EXERCISE TASK: Pull out each line in the items below that contains the word "pink", and copy every such line in full.

ROWS:
= = =

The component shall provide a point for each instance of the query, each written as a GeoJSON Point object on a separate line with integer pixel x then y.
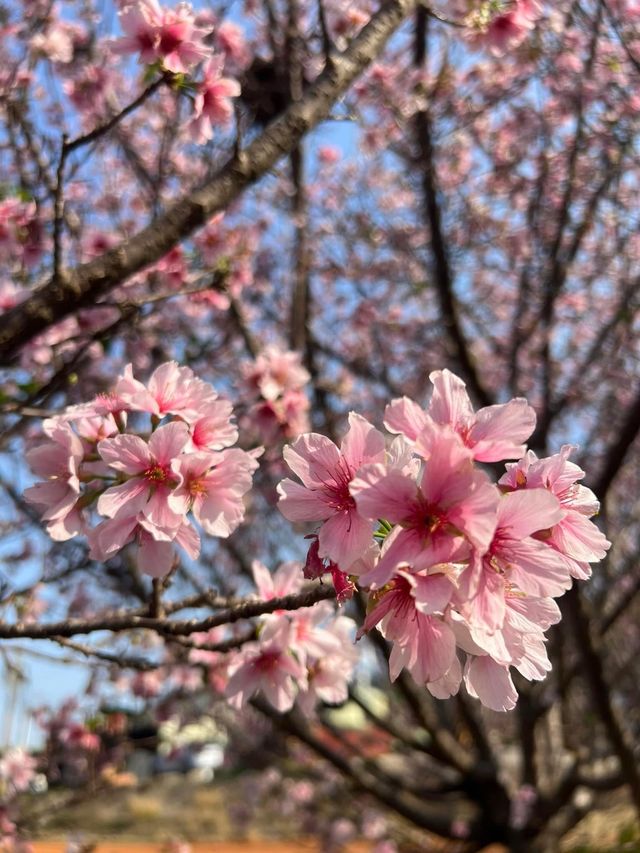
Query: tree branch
{"type": "Point", "coordinates": [88, 282]}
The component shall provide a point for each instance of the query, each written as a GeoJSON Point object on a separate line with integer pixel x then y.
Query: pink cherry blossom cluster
{"type": "Point", "coordinates": [278, 379]}
{"type": "Point", "coordinates": [302, 657]}
{"type": "Point", "coordinates": [143, 483]}
{"type": "Point", "coordinates": [172, 38]}
{"type": "Point", "coordinates": [21, 233]}
{"type": "Point", "coordinates": [17, 769]}
{"type": "Point", "coordinates": [506, 28]}
{"type": "Point", "coordinates": [461, 571]}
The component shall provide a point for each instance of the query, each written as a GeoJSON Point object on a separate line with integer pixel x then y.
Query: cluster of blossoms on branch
{"type": "Point", "coordinates": [143, 475]}
{"type": "Point", "coordinates": [17, 771]}
{"type": "Point", "coordinates": [304, 656]}
{"type": "Point", "coordinates": [498, 25]}
{"type": "Point", "coordinates": [277, 378]}
{"type": "Point", "coordinates": [171, 39]}
{"type": "Point", "coordinates": [461, 571]}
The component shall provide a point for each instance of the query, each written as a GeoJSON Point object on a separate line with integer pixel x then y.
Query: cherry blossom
{"type": "Point", "coordinates": [326, 473]}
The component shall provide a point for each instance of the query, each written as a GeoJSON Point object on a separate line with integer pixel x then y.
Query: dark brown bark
{"type": "Point", "coordinates": [85, 284]}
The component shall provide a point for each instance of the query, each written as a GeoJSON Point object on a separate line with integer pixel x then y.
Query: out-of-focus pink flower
{"type": "Point", "coordinates": [286, 580]}
{"type": "Point", "coordinates": [269, 667]}
{"type": "Point", "coordinates": [17, 769]}
{"type": "Point", "coordinates": [165, 35]}
{"type": "Point", "coordinates": [230, 39]}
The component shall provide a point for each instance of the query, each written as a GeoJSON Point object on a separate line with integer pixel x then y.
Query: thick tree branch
{"type": "Point", "coordinates": [87, 283]}
{"type": "Point", "coordinates": [130, 621]}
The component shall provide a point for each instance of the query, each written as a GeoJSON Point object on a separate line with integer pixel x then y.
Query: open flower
{"type": "Point", "coordinates": [151, 477]}
{"type": "Point", "coordinates": [326, 474]}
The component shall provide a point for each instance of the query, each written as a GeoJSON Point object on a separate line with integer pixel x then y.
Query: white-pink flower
{"type": "Point", "coordinates": [447, 513]}
{"type": "Point", "coordinates": [212, 486]}
{"type": "Point", "coordinates": [492, 434]}
{"type": "Point", "coordinates": [326, 474]}
{"type": "Point", "coordinates": [212, 103]}
{"type": "Point", "coordinates": [267, 666]}
{"type": "Point", "coordinates": [57, 461]}
{"type": "Point", "coordinates": [150, 476]}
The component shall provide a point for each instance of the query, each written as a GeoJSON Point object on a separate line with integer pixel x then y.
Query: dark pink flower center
{"type": "Point", "coordinates": [267, 661]}
{"type": "Point", "coordinates": [157, 473]}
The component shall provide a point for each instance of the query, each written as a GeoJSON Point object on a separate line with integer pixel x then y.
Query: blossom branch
{"type": "Point", "coordinates": [88, 282]}
{"type": "Point", "coordinates": [131, 621]}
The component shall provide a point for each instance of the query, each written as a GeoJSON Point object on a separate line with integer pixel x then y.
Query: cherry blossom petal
{"type": "Point", "coordinates": [362, 443]}
{"type": "Point", "coordinates": [526, 511]}
{"type": "Point", "coordinates": [127, 453]}
{"type": "Point", "coordinates": [344, 538]}
{"type": "Point", "coordinates": [490, 683]}
{"type": "Point", "coordinates": [298, 503]}
{"type": "Point", "coordinates": [406, 417]}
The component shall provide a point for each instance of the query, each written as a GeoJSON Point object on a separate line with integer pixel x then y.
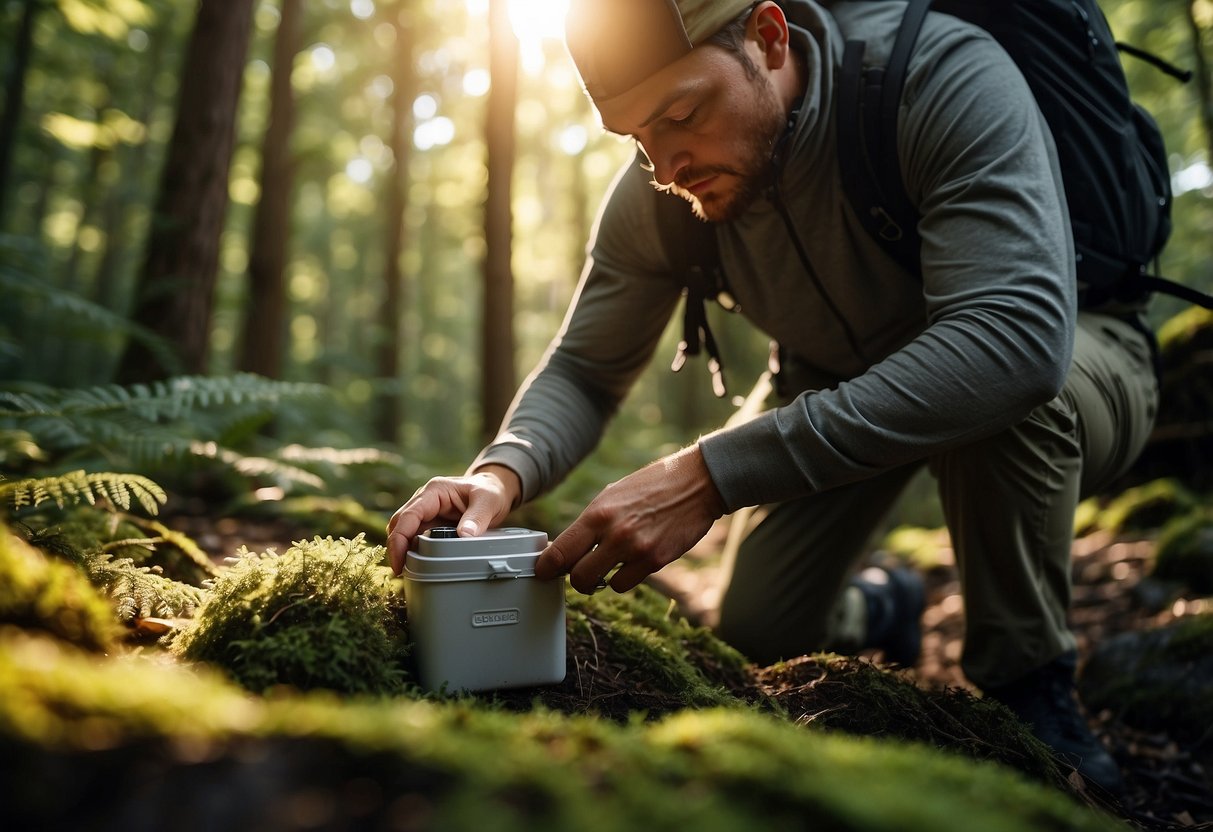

= = =

COMPLETE OUTPUT:
Query: pink cherry blossom cluster
Query: out-of-focus pink flower
Query: white-pink flower
Query: dark pink flower center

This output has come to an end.